------ EXERCISE MATERIALS ------

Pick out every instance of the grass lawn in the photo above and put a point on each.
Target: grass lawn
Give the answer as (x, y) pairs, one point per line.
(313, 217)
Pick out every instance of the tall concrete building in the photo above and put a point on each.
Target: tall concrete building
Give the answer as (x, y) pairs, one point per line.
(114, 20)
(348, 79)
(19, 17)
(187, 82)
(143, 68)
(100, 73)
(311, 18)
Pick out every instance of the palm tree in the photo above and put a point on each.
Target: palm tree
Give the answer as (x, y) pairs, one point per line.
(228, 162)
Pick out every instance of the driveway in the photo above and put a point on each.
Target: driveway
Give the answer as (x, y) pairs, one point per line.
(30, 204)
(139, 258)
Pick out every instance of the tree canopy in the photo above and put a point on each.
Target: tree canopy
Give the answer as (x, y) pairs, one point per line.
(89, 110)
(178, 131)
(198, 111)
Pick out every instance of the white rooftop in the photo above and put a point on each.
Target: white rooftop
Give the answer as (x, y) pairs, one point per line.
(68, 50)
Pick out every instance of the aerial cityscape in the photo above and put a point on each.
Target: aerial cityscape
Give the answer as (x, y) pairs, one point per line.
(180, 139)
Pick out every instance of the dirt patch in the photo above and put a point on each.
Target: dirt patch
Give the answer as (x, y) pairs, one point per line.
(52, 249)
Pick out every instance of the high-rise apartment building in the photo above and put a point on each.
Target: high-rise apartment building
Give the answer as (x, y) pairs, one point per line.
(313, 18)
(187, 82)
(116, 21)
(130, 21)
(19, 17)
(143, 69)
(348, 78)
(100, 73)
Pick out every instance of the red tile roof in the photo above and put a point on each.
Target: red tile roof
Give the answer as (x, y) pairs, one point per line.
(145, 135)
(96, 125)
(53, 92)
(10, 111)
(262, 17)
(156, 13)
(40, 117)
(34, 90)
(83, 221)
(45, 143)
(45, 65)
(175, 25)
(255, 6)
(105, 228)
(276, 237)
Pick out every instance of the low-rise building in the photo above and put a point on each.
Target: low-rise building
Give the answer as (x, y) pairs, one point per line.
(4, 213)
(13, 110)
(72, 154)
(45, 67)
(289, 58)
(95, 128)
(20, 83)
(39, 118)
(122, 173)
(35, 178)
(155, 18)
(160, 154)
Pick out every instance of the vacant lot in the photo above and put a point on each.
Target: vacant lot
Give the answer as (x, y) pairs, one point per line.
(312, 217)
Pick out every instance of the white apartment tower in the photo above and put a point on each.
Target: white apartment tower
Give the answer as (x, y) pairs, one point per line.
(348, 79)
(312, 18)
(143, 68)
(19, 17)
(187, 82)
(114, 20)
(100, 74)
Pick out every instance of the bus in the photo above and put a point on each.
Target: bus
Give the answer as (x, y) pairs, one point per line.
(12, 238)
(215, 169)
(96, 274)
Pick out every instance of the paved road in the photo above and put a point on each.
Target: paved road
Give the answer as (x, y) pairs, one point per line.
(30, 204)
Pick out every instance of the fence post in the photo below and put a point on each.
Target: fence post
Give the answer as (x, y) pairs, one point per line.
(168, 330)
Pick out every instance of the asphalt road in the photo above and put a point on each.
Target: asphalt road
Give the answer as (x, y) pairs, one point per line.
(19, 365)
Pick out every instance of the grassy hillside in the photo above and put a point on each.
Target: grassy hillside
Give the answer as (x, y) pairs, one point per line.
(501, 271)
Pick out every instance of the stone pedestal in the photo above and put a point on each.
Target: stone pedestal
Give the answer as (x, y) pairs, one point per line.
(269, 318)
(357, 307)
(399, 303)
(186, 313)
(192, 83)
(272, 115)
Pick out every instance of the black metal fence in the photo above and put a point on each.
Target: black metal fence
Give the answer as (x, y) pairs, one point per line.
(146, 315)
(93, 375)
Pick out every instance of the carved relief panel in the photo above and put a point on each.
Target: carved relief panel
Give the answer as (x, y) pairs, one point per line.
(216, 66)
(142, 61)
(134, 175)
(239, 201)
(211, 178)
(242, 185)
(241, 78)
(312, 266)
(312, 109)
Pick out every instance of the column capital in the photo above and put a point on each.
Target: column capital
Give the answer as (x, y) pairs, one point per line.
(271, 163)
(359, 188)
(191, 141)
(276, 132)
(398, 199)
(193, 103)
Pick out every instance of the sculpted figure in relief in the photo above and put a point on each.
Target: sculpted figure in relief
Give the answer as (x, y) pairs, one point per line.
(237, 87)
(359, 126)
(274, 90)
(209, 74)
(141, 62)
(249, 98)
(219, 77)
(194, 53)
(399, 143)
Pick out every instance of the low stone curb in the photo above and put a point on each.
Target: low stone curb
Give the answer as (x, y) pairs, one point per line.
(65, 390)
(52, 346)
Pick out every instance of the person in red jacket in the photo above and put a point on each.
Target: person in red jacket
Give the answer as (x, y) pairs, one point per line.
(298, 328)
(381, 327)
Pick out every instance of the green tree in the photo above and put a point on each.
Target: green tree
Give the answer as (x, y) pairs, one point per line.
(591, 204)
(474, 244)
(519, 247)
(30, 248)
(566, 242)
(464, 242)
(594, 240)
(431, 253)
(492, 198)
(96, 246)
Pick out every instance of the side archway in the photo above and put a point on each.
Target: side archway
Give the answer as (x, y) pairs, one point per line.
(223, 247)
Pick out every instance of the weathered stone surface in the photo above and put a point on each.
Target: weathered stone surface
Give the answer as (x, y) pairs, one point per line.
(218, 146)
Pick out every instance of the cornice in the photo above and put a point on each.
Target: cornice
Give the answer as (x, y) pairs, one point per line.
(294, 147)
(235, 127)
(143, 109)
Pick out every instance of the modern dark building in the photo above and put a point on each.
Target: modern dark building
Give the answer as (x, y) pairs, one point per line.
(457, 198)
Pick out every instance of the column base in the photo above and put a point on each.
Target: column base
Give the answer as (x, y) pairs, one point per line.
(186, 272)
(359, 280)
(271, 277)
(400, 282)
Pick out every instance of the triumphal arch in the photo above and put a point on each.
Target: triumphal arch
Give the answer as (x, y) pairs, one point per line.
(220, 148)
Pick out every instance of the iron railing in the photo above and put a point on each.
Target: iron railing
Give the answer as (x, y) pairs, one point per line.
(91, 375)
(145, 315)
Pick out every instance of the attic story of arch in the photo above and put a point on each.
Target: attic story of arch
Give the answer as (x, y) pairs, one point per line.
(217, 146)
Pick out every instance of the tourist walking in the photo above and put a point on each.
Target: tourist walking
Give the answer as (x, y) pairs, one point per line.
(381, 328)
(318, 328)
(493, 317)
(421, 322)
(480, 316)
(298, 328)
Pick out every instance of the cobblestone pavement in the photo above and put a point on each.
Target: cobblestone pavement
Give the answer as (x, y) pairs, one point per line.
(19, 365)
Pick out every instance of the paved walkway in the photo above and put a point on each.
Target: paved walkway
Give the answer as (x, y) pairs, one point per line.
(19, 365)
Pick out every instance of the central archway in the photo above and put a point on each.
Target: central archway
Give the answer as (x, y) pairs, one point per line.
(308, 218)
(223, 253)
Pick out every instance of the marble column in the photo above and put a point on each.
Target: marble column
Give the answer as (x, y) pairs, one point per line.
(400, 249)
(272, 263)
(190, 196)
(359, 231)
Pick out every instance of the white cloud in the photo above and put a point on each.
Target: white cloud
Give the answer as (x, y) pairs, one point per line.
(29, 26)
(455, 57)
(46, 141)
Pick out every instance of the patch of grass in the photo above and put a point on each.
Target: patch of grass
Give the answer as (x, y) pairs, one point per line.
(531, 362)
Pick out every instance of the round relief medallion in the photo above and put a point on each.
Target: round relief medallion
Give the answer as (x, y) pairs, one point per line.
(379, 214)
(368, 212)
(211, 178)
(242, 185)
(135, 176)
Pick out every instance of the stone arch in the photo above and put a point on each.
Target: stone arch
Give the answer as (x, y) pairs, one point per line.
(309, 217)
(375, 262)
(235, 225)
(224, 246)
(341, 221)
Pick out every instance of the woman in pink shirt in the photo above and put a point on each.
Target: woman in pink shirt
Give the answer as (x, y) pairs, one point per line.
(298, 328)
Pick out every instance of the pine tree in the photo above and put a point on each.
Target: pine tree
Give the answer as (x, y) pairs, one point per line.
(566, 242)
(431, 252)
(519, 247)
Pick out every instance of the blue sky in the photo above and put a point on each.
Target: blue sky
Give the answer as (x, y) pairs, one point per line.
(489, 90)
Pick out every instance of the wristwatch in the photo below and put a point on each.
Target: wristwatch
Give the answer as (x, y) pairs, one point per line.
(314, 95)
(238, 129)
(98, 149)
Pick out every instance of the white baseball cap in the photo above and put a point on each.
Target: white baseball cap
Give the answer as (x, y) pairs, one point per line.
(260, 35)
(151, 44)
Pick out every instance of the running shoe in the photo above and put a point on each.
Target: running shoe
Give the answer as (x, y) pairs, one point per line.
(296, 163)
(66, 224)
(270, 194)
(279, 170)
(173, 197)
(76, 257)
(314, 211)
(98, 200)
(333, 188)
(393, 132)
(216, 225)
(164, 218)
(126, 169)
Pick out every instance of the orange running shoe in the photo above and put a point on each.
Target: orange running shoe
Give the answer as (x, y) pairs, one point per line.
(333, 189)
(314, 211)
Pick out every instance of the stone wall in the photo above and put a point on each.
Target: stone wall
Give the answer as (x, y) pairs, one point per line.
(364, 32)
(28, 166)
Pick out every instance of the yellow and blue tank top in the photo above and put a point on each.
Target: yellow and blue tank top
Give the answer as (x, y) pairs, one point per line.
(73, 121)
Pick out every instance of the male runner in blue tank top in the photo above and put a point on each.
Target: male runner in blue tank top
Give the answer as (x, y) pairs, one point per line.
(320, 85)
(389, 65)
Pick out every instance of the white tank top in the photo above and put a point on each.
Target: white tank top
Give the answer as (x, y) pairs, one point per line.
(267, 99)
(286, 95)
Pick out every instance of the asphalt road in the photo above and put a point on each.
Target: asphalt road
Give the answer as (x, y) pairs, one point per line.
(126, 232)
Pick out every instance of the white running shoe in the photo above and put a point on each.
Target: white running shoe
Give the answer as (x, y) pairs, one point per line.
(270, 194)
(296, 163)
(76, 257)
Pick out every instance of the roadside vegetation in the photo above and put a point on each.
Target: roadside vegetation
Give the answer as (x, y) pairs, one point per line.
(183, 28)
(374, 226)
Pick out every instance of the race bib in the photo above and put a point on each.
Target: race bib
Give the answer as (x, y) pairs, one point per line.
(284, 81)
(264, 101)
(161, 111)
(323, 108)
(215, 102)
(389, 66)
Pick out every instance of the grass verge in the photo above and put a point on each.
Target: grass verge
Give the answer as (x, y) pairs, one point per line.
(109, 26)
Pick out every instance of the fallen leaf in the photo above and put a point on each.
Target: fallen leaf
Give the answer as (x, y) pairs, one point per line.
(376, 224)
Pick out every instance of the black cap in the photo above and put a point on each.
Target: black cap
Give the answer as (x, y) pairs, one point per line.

------

→ EXERCISE OBJECTIVE: Every line from the one containing "Pick out every instance of the stone wall" through the last line of the entries must be written out verbatim, and no other line.

→ EXPECTED ANSWER:
Pick out every instance of the stone wall in the photo above and put a point on each.
Target: stone wall
Give the answer as (x, y) pairs, one point per line.
(364, 32)
(28, 166)
Pick out every instance of the yellow and blue tank top in the photo above and put a point on each.
Target: yellow and blue tank top
Give the answer as (x, y) pairs, one point per line.
(73, 121)
Pick out every instance of the male runner in blue tank top in the photo above and put a point on each.
Target: male runner in blue tank top
Give the answer as (x, y) pairs, one point per line.
(320, 85)
(389, 65)
Pick out every instance of the white tank top in the photo above and put a point on each.
Target: white tank top
Give the answer as (x, y) pairs, one point per line.
(267, 99)
(286, 95)
Pick out every instance of the asphalt road in the photo above and put a point on each.
Target: asphalt road
Give the answer as (x, y) pairs, one point per line.
(126, 232)
Pick out every instance of the white running shoe in the photo above and put a point on each.
Target: white running shoe
Give the answer as (x, y) pairs, one point per line.
(270, 194)
(296, 163)
(76, 257)
Pick out every instance of the roadside vegetation in the photo above and put a point on each.
Target: roadside vegetation
Give the answer as (x, y) pairs, one point per line.
(183, 28)
(374, 226)
Pick out every instance of the race bib in the photo above and put a point on each.
Target: race bib
Give the answer as (x, y) pairs, one point per line.
(284, 81)
(264, 101)
(161, 111)
(323, 108)
(215, 102)
(389, 66)
Pick out every instance of the grass verge in the photo above and put a point on each.
Target: grass verge
Give the answer as (x, y) pairs, one point per line.
(109, 26)
Pick out every instance of the fallen leaf in the photo above and put a point on each.
Target: fallen leaf
Give the answer as (x, y) pairs, one point per line.
(376, 224)
Pick out every instance of the black cap in the photo above and put a point on each.
Target: black cap
Give the answer as (x, y) pairs, one point per line.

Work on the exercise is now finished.